* Input records *
━━━━━━━━
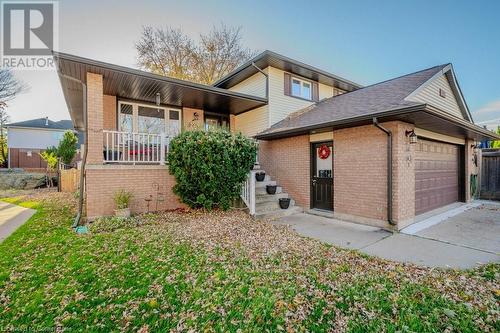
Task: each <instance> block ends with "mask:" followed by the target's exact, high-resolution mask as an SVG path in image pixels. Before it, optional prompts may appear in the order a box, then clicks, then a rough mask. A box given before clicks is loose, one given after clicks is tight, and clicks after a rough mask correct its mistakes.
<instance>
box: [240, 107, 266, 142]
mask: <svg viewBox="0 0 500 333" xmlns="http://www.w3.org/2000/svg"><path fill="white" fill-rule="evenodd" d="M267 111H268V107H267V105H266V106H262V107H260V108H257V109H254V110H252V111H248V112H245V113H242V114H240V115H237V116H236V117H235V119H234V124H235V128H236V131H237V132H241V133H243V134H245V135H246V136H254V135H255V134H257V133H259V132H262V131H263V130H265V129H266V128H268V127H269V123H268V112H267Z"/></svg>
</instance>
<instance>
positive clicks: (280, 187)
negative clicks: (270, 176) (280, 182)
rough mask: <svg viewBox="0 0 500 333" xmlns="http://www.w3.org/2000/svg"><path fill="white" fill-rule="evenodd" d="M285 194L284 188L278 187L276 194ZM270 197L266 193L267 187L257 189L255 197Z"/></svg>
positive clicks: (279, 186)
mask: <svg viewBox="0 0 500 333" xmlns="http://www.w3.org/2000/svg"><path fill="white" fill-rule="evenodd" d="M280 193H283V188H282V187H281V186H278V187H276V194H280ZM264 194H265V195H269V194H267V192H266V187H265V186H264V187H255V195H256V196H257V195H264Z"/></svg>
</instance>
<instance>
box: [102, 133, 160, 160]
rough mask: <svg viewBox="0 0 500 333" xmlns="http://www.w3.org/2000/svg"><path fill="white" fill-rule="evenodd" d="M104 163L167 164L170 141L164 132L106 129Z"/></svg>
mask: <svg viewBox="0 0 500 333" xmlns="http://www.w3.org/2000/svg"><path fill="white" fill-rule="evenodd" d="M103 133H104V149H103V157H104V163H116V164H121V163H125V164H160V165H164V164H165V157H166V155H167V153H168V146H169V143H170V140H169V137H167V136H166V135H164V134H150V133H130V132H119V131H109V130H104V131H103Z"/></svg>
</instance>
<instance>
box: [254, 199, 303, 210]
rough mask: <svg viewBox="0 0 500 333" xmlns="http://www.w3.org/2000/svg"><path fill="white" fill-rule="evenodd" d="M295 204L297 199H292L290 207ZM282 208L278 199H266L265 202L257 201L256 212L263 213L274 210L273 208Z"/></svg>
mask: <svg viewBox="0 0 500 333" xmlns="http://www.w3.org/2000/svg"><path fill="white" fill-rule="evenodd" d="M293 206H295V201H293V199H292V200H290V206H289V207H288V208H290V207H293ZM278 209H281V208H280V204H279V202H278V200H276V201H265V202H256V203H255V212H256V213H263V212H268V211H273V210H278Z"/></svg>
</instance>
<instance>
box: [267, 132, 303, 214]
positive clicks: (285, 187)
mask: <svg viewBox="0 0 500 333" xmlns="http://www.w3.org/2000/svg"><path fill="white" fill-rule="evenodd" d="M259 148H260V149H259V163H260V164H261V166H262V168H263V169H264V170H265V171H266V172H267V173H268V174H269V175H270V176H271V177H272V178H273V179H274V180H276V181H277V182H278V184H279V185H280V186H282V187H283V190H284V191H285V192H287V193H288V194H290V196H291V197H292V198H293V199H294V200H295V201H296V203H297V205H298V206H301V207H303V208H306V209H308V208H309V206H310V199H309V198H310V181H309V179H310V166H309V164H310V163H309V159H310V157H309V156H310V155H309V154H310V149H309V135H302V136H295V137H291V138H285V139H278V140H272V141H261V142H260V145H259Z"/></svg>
━━━━━━━━
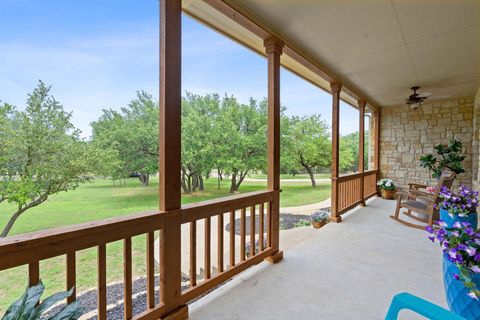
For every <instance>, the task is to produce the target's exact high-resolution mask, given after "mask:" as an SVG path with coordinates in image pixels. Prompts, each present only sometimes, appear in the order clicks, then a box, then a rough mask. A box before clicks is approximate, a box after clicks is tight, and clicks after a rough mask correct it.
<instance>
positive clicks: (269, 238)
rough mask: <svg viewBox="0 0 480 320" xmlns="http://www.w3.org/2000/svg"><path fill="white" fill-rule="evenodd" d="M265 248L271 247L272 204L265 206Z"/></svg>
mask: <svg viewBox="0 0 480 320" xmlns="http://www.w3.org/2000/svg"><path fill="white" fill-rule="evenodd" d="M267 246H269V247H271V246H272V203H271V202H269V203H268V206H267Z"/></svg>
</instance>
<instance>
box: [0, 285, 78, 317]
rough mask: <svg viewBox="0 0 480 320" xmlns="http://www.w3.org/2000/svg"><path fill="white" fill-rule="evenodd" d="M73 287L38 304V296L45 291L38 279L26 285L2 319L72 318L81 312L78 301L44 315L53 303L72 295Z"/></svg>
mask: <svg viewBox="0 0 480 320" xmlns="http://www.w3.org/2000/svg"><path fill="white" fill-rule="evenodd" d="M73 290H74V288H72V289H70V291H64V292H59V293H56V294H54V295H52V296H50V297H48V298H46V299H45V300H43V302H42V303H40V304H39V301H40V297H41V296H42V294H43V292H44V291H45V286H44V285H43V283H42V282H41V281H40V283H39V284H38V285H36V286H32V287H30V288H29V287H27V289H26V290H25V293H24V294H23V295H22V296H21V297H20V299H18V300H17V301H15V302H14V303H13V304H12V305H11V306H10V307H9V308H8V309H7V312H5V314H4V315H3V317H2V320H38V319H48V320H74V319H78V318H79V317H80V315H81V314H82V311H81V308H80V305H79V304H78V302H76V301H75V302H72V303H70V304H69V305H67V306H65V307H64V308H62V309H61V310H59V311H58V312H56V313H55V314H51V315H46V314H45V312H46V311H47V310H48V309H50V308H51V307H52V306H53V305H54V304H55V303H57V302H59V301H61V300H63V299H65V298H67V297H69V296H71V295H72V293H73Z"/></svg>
━━━━━━━━
* Task statement *
Restate word for word only the lines above from the line containing "positive clicks: (280, 187)" to the line containing "box: [102, 133, 160, 160]", both of them included.

* Result *
positive clicks: (280, 187)
negative clicks: (270, 176) (280, 182)
rough mask: <svg viewBox="0 0 500 333" xmlns="http://www.w3.org/2000/svg"><path fill="white" fill-rule="evenodd" d="M285 194L284 188L278 187L276 194ZM270 197L266 193L267 187L257 189L255 197Z"/></svg>
positive clicks: (279, 186)
mask: <svg viewBox="0 0 500 333" xmlns="http://www.w3.org/2000/svg"><path fill="white" fill-rule="evenodd" d="M280 193H283V188H282V187H281V186H278V187H276V194H280ZM264 194H265V195H269V194H267V192H266V187H265V186H264V187H255V195H256V196H257V195H264Z"/></svg>
</instance>
<instance>
box: [102, 133, 160, 160]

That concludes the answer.